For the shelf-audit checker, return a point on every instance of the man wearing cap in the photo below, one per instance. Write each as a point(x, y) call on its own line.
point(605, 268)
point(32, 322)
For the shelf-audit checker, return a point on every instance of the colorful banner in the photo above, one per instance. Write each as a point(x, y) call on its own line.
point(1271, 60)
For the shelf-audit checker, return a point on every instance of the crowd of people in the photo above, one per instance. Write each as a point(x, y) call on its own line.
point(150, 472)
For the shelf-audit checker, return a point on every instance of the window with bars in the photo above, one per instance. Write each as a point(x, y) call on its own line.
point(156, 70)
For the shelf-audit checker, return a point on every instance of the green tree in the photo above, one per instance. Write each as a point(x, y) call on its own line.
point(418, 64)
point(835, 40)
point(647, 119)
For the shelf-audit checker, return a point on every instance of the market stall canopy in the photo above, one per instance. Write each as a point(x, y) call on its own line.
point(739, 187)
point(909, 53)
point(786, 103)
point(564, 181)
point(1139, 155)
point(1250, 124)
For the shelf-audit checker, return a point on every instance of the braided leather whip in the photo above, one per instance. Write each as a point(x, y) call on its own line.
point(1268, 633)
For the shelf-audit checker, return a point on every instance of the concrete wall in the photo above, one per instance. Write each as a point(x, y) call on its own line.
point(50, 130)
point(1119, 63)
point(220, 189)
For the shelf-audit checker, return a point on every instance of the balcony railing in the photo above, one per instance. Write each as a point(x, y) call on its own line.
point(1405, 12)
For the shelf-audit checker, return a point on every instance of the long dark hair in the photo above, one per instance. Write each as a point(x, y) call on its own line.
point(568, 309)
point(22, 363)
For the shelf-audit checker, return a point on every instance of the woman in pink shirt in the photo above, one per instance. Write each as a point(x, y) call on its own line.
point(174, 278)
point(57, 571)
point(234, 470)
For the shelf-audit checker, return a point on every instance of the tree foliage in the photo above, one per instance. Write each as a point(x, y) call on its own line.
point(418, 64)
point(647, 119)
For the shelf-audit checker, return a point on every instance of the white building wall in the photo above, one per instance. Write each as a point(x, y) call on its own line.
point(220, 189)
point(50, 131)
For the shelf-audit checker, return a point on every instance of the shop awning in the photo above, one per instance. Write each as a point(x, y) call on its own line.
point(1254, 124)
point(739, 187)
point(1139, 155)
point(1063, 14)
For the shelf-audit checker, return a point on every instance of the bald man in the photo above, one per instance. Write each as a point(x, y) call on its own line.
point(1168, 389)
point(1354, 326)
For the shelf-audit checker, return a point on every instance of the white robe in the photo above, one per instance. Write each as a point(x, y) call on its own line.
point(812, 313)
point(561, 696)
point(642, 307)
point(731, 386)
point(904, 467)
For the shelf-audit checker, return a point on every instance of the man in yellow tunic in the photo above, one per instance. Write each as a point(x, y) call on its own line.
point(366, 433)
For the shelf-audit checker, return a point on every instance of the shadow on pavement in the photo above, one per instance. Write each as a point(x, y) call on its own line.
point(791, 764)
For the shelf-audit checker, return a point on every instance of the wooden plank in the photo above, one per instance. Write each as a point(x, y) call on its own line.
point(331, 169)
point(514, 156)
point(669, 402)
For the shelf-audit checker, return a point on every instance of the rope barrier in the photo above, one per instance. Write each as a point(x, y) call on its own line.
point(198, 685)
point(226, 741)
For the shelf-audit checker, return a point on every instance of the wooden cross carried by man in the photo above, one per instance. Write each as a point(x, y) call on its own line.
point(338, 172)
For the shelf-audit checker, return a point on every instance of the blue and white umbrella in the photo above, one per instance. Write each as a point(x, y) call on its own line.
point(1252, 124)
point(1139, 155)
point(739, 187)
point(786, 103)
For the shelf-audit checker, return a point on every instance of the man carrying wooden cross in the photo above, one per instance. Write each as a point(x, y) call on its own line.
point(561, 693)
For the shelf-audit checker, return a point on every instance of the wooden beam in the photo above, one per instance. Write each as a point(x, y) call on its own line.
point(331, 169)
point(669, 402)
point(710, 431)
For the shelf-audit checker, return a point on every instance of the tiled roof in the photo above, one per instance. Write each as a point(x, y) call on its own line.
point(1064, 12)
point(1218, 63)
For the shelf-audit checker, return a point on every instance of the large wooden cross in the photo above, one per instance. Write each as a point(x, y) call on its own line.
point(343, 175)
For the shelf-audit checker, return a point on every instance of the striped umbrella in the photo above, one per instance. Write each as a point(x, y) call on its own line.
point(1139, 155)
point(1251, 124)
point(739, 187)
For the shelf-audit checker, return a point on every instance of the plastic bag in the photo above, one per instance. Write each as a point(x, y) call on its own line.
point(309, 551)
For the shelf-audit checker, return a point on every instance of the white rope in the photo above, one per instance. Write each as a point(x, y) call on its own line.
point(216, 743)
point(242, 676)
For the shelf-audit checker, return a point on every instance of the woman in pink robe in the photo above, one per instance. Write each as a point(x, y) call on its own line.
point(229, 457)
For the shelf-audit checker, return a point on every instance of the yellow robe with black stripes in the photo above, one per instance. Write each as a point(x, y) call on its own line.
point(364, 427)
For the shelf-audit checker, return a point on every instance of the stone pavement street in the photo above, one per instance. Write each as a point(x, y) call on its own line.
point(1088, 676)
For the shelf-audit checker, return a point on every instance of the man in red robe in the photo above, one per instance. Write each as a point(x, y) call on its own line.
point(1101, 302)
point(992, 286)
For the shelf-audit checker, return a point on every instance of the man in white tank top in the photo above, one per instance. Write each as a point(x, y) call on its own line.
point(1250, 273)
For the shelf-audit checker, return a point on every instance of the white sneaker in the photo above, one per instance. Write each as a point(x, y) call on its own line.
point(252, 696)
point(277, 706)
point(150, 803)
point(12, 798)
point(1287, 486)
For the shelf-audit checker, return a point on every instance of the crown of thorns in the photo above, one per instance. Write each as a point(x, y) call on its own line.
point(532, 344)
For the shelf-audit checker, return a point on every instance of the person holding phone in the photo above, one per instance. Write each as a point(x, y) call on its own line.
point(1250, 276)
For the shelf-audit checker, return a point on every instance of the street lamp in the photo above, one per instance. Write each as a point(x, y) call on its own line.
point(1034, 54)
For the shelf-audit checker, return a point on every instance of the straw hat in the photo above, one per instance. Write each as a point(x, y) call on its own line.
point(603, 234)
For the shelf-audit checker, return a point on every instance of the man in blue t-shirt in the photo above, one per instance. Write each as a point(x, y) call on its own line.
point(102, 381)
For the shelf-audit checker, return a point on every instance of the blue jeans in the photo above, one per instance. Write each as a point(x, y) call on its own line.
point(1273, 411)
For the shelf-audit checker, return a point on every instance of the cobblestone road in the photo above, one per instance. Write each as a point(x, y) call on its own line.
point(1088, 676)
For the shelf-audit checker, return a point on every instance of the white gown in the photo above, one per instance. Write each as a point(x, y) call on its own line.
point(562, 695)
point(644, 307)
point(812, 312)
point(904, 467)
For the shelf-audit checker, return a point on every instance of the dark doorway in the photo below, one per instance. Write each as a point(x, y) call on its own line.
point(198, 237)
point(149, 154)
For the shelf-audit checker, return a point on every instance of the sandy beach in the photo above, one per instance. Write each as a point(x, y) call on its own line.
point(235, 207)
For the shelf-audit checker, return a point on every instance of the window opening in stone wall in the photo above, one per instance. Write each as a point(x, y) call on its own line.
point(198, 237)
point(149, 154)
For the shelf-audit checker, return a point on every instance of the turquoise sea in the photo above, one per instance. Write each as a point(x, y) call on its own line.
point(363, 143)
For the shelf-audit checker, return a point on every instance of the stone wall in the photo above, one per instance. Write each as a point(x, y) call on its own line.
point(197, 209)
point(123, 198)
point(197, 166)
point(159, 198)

#### [PROBLEM STATEMENT]
Using the data above, repeat every line exactly.

#### [FULL ANSWER]
For the shelf-audit checker, return a point on every instance of the man wearing cap in the photo below, one per instance. Write each as a point(x, y) call on its own line.
point(605, 268)
point(32, 322)
For the shelf-audit checker, return a point on every instance of the colorful banner in the photo above, one per instance. Write each as a point(x, y) call on its own line.
point(1271, 60)
For the shelf-audit checker, return a point on every instance of the crowd of people in the photo above, one per instance. Write each as a point(x, y) call on its own line.
point(150, 472)
For the shelf-audit checker, return a point on every instance of the window with bars in the photo above, one per instance. Write each as a point(x, y) call on its own line.
point(156, 70)
For the shelf-audit checker, return a point on every instance of the green tree in the photo above, one per instance. Write each as a point(x, y) call on its own line.
point(418, 64)
point(835, 40)
point(647, 119)
For the shelf-audit checker, return a point on every instance of the market stall canopy in the photo above, one per instance. Write each as a point(x, y) call on its own line.
point(739, 187)
point(909, 53)
point(786, 103)
point(564, 181)
point(1139, 155)
point(1250, 124)
For the shelf-audit checker, return a point on every instance of the braided leather whip in the photo above, one per instance. Write each as a point(x, y) call on its own line.
point(1268, 633)
For the shelf-audit checker, return a point on every instance of the concrete wall in the photo above, one per instance. Write each as a point(x, y) call on its own line.
point(50, 130)
point(1119, 63)
point(220, 189)
For the shelf-audit checker, return a point on every instance of the balcony railing in the photo above, one per instance. Write each as a point(x, y) call on its own line.
point(1405, 12)
For the shelf-audit checker, return a point on every instance of the long dark hair in the photo above, one per instance. Write each as a point(x, y) call on its own line.
point(568, 309)
point(22, 363)
For the shelf-audit checker, return a point on every instance of the woman in pink shirt in the photo above, one per instance. Write each as a point(x, y) call on its own line.
point(174, 278)
point(57, 571)
point(234, 470)
For the shelf-audit checker, return a point on every instance of the tree foliage in the photo above, one per instance. Write each as a point(x, y) call on its own line.
point(418, 64)
point(647, 119)
For the shelf-audit checker, return a point on every instance of the white building wall in the photo above, one per instance. Write each as a point(x, y) call on its own line.
point(220, 189)
point(50, 131)
For the shelf-audit checker, return a point on every instance of the shop awning in the photo above, one per instance. Write each as a point(x, y) call on its own line.
point(1254, 124)
point(739, 187)
point(1139, 155)
point(1063, 14)
For the shelf-audit checker, return a point on every instance of the bald man in the photo above, one per instance. Write each as a point(x, y) call on its own line.
point(1168, 389)
point(1354, 326)
For the shelf-audit checker, return a point on every instance of the white robe in the photo above, one per instance. Write each as a point(x, y) call on its own line.
point(812, 313)
point(561, 696)
point(642, 307)
point(731, 386)
point(904, 467)
For the shelf-audit checker, return a point on every instance of the man in yellow tunic in the photo above, one per instance. Write each as a point(x, y) call on its own line.
point(366, 433)
For the shelf-audit checker, return a point on every instance of the shadow on pavement in the photo above, one per instance. Write each as a point(x, y) call on its own line.
point(791, 764)
For the shelf-audit checker, return a point on every instance of the wooden plank in the photo above, one per instance. Write each as a point(x, y) call on its own line.
point(331, 169)
point(514, 156)
point(669, 402)
For the shelf-audit checker, return a point on every instance of the rope barrier in the photo above, one per instance. Write each as a point(x, y) call on its own line.
point(198, 685)
point(226, 741)
For the shelf-audit checker, return a point on every instance of the wooden cross carried by man in the photo above, one per instance. Write each as a point(x, y) call on its own line.
point(338, 172)
For the shelf-audit checker, return a point on every instance of the blue and white umbrella in the photo above, one per instance. Write each as a point(x, y) call on its own line.
point(1252, 124)
point(1139, 155)
point(739, 187)
point(786, 103)
For the shelf-audit checker, return a point on every instance of the man carrying wooden cross in the photo above, one per instance. Write each as a point(x, y) call on its own line.
point(561, 693)
For the shelf-audit checker, return a point on every instance of the wooden beam in the photo above, one per instance. Write each as a point(x, y) call on its own line.
point(331, 169)
point(669, 402)
point(710, 431)
For the shelf-audit checker, return a point on every instance of the tiled roof in the photo above, one per instance. Write each as a point(x, y) call on its own line.
point(1064, 12)
point(1218, 63)
For the shelf-audit checker, return a point on every instance of the large wooden cross in the photo above, one per instance. Write each as a point(x, y) call on its own line.
point(343, 175)
For the shelf-audit checker, return a point on every instance of the striped umbrella in the photo above, one per instance. Write each as a point(x, y) call on its own line.
point(1139, 155)
point(1251, 124)
point(739, 187)
For the shelf-audit checker, return a point on every instance of the plastic bag in the photo above, one per instance. Write each as a point(x, y) call on its own line.
point(309, 551)
For the shelf-audit checker, return a point on every instance of the white rope in the photo above, one per instance. Write each as a point(x, y) call on its own line.
point(216, 743)
point(242, 676)
For the shelf-audit checker, return a point on every instance of the woman in pink robe in the photo above, one per instance. Write each as a point(x, y) call on its own line.
point(229, 457)
For the shelf-audit checker, return a point on every instance of the yellow robe with black stripes in the photo above, one per instance. Write each as a point(x, y) call on its own line.
point(364, 427)
For the shelf-audit checker, return a point on every instance of the stone pavement street in the photo above, one per instance. Write each as a point(x, y) call on its own line.
point(1088, 676)
For the shelf-audit checker, return a point on every instance of the man in red robe in the photo above, one per instance. Write each as a point(x, y) call on its own line.
point(1101, 302)
point(992, 286)
For the shelf-audit checker, return a point on every instance of the man in white tank top in the photo above, one per instance. Write each as a point(x, y) call on its own line.
point(1250, 273)
For the shelf-audit checker, return a point on every instance of the white sneaker in the photo above, one per instance. Write each as a point(x, y) call on its own line.
point(252, 696)
point(277, 706)
point(150, 803)
point(12, 798)
point(1287, 486)
For the shelf-audit checker, return a point on every instance of the crown of thorns in the photo above, one per instance. Write each as a point(x, y) call on its own line.
point(532, 344)
For the shelf-audit checker, return a point on every instance of the person holding phone in the photo above, one per instance. Write each as a point(x, y) call on its own line.
point(1250, 276)
For the shelf-audit checker, return a point on every instance of the street lamp in the photo above, one per instance. Write each as a point(x, y) call on its own line.
point(1034, 54)
For the shelf-audit checker, return a point on every instance of the straw hat in the photo above, one per instance. Write each as a point(x, y) call on its own line.
point(603, 234)
For the shelf-audit checker, return a point on every instance of the man in blue t-shirt in the photo above, one per instance. Write each as a point(x, y) call on its own line.
point(102, 381)
For the shelf-audit checker, return a point on every instance of the blue jeans in the photo above, one per instance. Write each as a point(x, y) call on its own line.
point(1273, 411)
For the shelf-audit checker, return a point on every instance of the cobblestone road in the photo above, one per instance. Write each as a point(x, y) call on its own line.
point(1088, 676)
For the shelf-audit checker, return a point on every instance of the white gown in the photo above, one per instance. Write each as a point(x, y) call on its own line.
point(562, 695)
point(644, 307)
point(812, 312)
point(904, 467)
For the shelf-audit checker, return a point on every instance of the dark doorway in the photo below, one per instance. Write each as a point(x, y) call on its own line.
point(198, 237)
point(149, 154)
For the shelf-audit checker, return a point on every instance of the sandy beach in the photo above, one per instance. Write each as a point(x, y) call on its own line.
point(235, 207)
For the shelf-audit checker, return a point on every instance of the window opening in stone wall in the photo above, one per instance. Write each as a point(x, y) call on its own line.
point(198, 237)
point(149, 154)
For the shelf-audit checker, return a point on every instance of the turquoise sea in the photo above, one per instance. Write each as a point(x, y) call on its own line.
point(363, 143)
For the shelf-audit checker, return a point on every instance of the stone wall in the photo above, one per instance. Write each as a point(x, y) call on its own line.
point(197, 209)
point(123, 198)
point(197, 166)
point(159, 198)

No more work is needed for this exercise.